● TASK GOAL: Copy all entries verbatim and keep any pictures out of the copy.

━━━━━━━━

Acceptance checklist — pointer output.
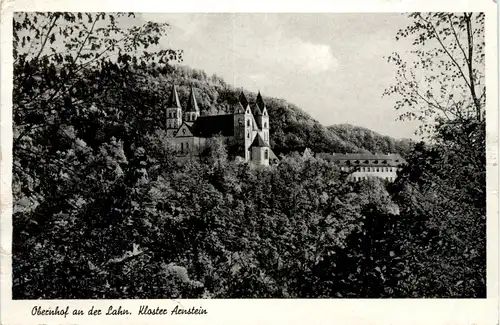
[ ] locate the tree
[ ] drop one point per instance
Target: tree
(443, 76)
(441, 191)
(82, 110)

━━━━━━━━

● SOLVED EXERCISE:
Acceptance checklist — pointer output.
[ ] locate the tree
[ ] drop one point per instance
Target: tree
(443, 76)
(441, 191)
(82, 110)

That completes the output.